■ Challenge ■
Restate each line word for word. Leave out every picture.

■ Material for this task ■

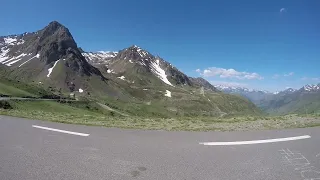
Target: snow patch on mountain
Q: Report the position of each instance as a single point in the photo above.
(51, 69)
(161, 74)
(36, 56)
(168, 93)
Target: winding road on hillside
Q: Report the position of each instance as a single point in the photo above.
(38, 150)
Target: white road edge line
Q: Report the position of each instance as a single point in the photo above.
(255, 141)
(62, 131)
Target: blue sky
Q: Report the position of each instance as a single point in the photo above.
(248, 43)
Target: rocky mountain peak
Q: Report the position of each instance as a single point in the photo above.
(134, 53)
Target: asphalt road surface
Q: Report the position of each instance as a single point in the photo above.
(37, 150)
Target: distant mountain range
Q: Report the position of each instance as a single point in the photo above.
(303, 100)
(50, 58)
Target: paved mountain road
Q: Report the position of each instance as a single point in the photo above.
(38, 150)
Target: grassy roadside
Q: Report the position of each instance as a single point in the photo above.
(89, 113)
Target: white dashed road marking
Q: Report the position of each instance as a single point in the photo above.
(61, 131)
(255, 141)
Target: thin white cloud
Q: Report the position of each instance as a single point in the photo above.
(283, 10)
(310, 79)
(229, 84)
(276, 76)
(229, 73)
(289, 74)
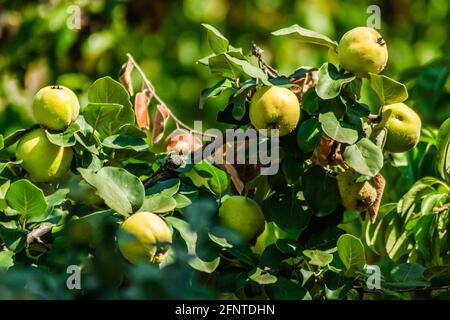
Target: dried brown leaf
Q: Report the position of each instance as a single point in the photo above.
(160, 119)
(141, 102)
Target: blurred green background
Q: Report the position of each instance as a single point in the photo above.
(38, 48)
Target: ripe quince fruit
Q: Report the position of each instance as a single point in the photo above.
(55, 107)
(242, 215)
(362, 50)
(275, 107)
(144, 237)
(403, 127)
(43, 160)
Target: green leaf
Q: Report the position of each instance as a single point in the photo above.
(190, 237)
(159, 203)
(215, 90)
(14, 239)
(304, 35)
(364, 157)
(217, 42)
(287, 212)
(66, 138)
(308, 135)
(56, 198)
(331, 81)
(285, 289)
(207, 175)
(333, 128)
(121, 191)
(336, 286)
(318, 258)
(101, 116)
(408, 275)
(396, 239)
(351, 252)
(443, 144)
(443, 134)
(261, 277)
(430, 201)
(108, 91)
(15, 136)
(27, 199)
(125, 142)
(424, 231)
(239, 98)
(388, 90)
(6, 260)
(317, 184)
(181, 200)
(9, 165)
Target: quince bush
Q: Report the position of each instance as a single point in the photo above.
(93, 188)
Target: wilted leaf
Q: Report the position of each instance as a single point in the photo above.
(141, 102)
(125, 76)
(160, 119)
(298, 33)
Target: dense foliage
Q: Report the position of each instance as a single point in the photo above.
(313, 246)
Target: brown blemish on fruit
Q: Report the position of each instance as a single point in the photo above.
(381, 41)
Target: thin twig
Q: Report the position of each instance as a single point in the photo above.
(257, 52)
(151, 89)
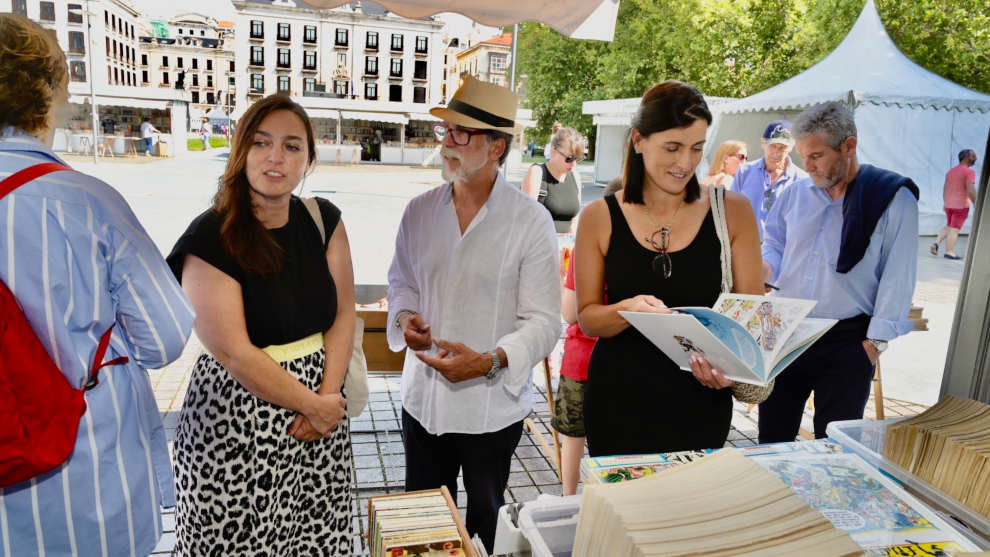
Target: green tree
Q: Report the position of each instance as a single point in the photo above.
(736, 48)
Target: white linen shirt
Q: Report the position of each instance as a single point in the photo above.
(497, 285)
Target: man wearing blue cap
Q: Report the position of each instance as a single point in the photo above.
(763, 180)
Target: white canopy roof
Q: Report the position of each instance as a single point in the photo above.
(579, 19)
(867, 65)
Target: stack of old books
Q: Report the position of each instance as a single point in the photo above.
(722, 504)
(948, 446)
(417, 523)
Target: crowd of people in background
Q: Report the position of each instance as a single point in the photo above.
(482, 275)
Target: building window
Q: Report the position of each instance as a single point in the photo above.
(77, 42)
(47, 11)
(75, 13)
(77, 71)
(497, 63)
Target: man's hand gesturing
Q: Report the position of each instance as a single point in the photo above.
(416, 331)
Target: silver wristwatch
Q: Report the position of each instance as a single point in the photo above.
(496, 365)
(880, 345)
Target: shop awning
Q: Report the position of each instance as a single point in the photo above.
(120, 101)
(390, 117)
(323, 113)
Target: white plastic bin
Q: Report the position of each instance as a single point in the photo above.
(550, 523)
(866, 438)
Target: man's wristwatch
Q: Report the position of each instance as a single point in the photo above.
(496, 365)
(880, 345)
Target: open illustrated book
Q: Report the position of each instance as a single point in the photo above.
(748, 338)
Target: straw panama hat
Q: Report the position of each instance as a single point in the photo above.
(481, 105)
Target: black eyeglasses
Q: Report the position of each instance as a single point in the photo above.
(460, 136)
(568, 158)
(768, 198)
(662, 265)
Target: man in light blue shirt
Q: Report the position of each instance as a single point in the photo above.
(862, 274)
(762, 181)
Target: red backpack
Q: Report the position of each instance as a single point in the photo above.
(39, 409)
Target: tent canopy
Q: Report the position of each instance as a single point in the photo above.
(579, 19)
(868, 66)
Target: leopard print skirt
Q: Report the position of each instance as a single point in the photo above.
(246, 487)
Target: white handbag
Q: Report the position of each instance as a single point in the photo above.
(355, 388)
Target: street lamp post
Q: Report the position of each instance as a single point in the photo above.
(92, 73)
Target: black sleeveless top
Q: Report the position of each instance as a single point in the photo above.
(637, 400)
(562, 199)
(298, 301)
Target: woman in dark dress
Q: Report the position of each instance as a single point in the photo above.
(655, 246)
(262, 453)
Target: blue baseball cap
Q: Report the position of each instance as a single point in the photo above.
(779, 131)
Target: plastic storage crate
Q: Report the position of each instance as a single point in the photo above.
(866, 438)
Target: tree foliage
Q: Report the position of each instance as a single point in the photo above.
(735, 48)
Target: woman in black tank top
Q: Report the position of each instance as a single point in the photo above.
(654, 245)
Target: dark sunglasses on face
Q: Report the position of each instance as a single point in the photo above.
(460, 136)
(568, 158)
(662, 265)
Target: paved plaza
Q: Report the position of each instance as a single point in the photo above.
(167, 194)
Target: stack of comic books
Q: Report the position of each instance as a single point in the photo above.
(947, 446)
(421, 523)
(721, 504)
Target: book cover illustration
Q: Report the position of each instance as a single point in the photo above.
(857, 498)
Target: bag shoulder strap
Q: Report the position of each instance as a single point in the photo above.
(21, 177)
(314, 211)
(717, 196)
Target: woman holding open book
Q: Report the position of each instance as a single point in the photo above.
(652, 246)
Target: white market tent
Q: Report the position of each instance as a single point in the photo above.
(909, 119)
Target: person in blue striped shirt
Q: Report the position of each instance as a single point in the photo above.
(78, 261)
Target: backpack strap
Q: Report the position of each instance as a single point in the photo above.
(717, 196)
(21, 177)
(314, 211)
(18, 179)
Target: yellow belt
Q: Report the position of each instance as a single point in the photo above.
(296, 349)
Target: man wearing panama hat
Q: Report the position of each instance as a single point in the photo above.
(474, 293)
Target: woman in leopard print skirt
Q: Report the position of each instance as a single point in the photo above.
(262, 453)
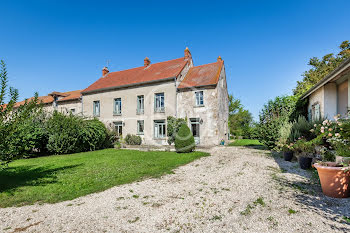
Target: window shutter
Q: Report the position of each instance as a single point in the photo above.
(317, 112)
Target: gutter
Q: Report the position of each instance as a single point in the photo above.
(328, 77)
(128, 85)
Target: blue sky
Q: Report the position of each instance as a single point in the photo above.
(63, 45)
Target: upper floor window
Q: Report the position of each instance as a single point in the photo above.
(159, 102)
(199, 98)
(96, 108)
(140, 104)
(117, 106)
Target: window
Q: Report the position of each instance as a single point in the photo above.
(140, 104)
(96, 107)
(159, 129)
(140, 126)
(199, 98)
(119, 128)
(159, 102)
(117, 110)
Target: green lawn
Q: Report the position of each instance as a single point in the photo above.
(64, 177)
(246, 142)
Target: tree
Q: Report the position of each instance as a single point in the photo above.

■ Complete output ■
Target: snow patch on mountain
Q: Report the position of each instance as a single point in the photo above.
(51, 69)
(161, 74)
(36, 56)
(168, 93)
Target: winding road on hillside
Q: Report the position of each instance as a single point in the photo above.
(38, 150)
Target: white road edge line
Q: Report the position of each instance as a single point in the photo above.
(255, 141)
(62, 131)
Target: blue sky
Q: Report the position of each instance as a single point in the photo above.
(248, 43)
Target: rocky mountain peak
Q: Report the position of each instance as a single point in the photo above.
(134, 53)
Target: asphalt road surface
Q: Report the position of each instance as a single point in the photo above.
(37, 150)
Target: distant mountain range
Q: Report the position of each instance as a single point in the photo above.
(303, 100)
(50, 58)
Target: paved mountain road
Q: Report the position of each instance as a single point in the photo above.
(38, 150)
Target: grassy roadside
Q: Report the position of each instance as a single point in the photo above.
(89, 113)
Target: white dashed road marking
Q: Report the position of each instance as a single point in the photo above.
(61, 131)
(255, 141)
Target: thin white cloud
Q: Report the position of each instance as a single point in the photo above.
(283, 10)
(310, 79)
(229, 84)
(276, 76)
(229, 73)
(289, 74)
Target: dried brown leaf
Q: Report the position of each instance as a single point in the photo above.
(160, 119)
(141, 102)
Target: blurred green background
Q: Report the position of each instance as a single point in the photo above.
(38, 48)
Target: ripe quince fruit
Q: Report the position of each instance as a single point in the photo above.
(55, 107)
(242, 215)
(362, 50)
(275, 107)
(144, 237)
(403, 127)
(43, 160)
Target: green leaf
Q: Report the position of each instance as a single point in the photo above.
(190, 237)
(159, 203)
(215, 90)
(14, 239)
(304, 35)
(364, 157)
(217, 42)
(287, 212)
(66, 138)
(308, 135)
(56, 198)
(331, 81)
(285, 289)
(207, 175)
(333, 128)
(121, 191)
(336, 286)
(318, 258)
(101, 116)
(408, 275)
(396, 239)
(351, 252)
(443, 144)
(443, 134)
(261, 277)
(430, 201)
(108, 91)
(15, 136)
(27, 199)
(125, 142)
(424, 231)
(239, 98)
(388, 90)
(6, 260)
(317, 184)
(181, 200)
(9, 165)
Target: quince bush
Q: Report the position of each instance as a single point in the photo above.
(93, 188)
Target: wilted leaf
Q: Report the position of each instance as a single point in the photo above.
(141, 102)
(125, 76)
(160, 119)
(298, 33)
Target: dense foliage
Q: Report the position of each instance as a single point in the photo above.
(313, 246)
Target: brown blemish on fruit
Q: Report the position of each instance as a single point in the photo above.
(381, 41)
Target: thin twig
Q: Report the position of each instance as a single point in the photo above.
(257, 52)
(151, 89)
Target: green tree
Q: Report the position of each instance as a single point in the photo above.
(736, 48)
Target: white linen shirt
Q: Report the position of each instance as a single point in the photo above.
(497, 285)
Target: man wearing blue cap
Q: Report the position of each instance as a single point in the photo above.
(763, 180)
Target: white canopy roof
Q: Report the position of each instance as a single point in the photo above.
(579, 19)
(867, 65)
Target: stack of old books
Q: Report the position of each instance as a single point in the photo above.
(722, 504)
(948, 446)
(417, 523)
Target: crowd of people in background
Q: Report the position of each instance as a single point in the photo above.
(482, 275)
Target: building window
Q: Report the position of each instance as a single point in the photo above.
(77, 42)
(47, 11)
(75, 13)
(77, 71)
(497, 63)
Target: man's hand gesturing
Q: Report the position of each instance as a single point in the photo above.
(416, 331)
Target: silver wristwatch
Q: Report the position of each instance as a single point in the photo above.
(496, 365)
(880, 345)
Target: shop awning
Q: Report the position of each instance as a single point in the photo above.
(120, 101)
(390, 117)
(323, 113)
Target: white plastic bin
Q: Report the position of each instance as a single point in the photo above.
(550, 523)
(866, 438)
Target: man's wristwatch
Q: Report the position of each instance as a single point in the photo above.
(496, 365)
(880, 345)
Target: open illustrated book
Q: Report the position of each instance as a single point in the photo above.
(748, 338)
Target: straw panama hat
Q: Report the position of each instance as a single point in the photo above.
(481, 105)
Target: black eyeglasses
Q: Report the position of each instance as a single point in the photo above.
(460, 136)
(568, 158)
(768, 198)
(662, 265)
Target: man in light blue shirt
Q: Report the position of each instance as a single point in the photo above.
(862, 274)
(762, 181)
Target: red backpack
Q: Report the position of each instance as a single point in the photo above.
(39, 409)
Target: tent canopy
Q: Report the position of each instance as a single point in the photo above.
(579, 19)
(868, 66)
Target: leopard print skirt
Q: Report the position of each instance as a single point in the photo above.
(246, 487)
Target: white handbag
Q: Report the position of each instance as a single point in the photo above.
(355, 388)
Target: street lamp post
Q: Report the position of each instance as a single point in the photo above.
(92, 73)
Target: black sleeveless top
Q: Report the position of each instance as a single point in the photo above.
(637, 400)
(562, 199)
(298, 301)
Target: woman in dark dress
Q: Report the position of each instance as a single point in the photo above.
(655, 246)
(262, 453)
Target: blue baseball cap
Q: Report the position of each instance as a single point in the photo above.
(779, 131)
Target: plastic storage crate
Q: Report the position of each instance as a single point in the photo above.
(866, 438)
Target: tree foliage
Q: Report the position of each instance as a single point in the photo above.
(735, 48)
Target: woman in black tank top
Q: Report the position of each instance as a single point in the photo above.
(654, 245)
Target: dark sunglasses on face
Q: Report the position of each instance as a single point in the photo above.
(460, 136)
(568, 158)
(662, 265)
Target: paved plaza
Q: Report the position of each instance as a single point in the photo above.
(167, 194)
Target: stack of comic books
Q: Report the position of each instance as a single point in the photo above.
(947, 446)
(421, 523)
(721, 504)
Target: book cover illustration
Q: Report the position of each instance as a single point in the photo above.
(857, 498)
Target: bag shoulder strap
Q: Report the position of each instance as a single point in the photo above.
(21, 177)
(314, 211)
(717, 196)
Target: woman holding open book
Q: Report the position of each instance as a single point in the photo above.
(652, 246)
Target: white market tent
Q: Report the position of each instance as a single point in the photo above.
(909, 119)
Target: person in blue striped shirt
Q: Report the position of each instance as a single point in the photo above.
(78, 261)
Target: backpack strap
Q: Report the position of each instance as a single point in the photo above.
(717, 196)
(21, 177)
(314, 211)
(18, 179)
Target: yellow belt
Q: Report the position of each instance as a single point in the photo above.
(296, 349)
Target: man wearing panama hat
Q: Report the position of each instance as a single point in the photo above.
(474, 293)
Target: woman in leopard print skirt
Q: Report the position of each instance as a single point in the photo above.
(262, 453)
Target: window shutter
Q: Report the position of each instance as a single point in the photo above.
(317, 112)
Target: gutter
Q: Report the position of each instance as a single point in the photo above.
(328, 77)
(128, 85)
Target: blue sky
Q: Report the position of each instance as a single point in the photo above.
(63, 45)
Target: upper floor window
Q: Report the position of each instance as a single point in the photo above.
(159, 102)
(199, 98)
(96, 108)
(140, 104)
(117, 106)
Target: window
Q: Report the position of each instance as a single point in the photo above.
(140, 104)
(96, 107)
(159, 129)
(140, 126)
(199, 98)
(119, 128)
(159, 102)
(117, 110)
Target: green lawn
Q: Report the position of each instance as a single point in the photo above.
(64, 177)
(246, 142)
Target: tree
Q: Report the position of each instance as a single point in the photo above.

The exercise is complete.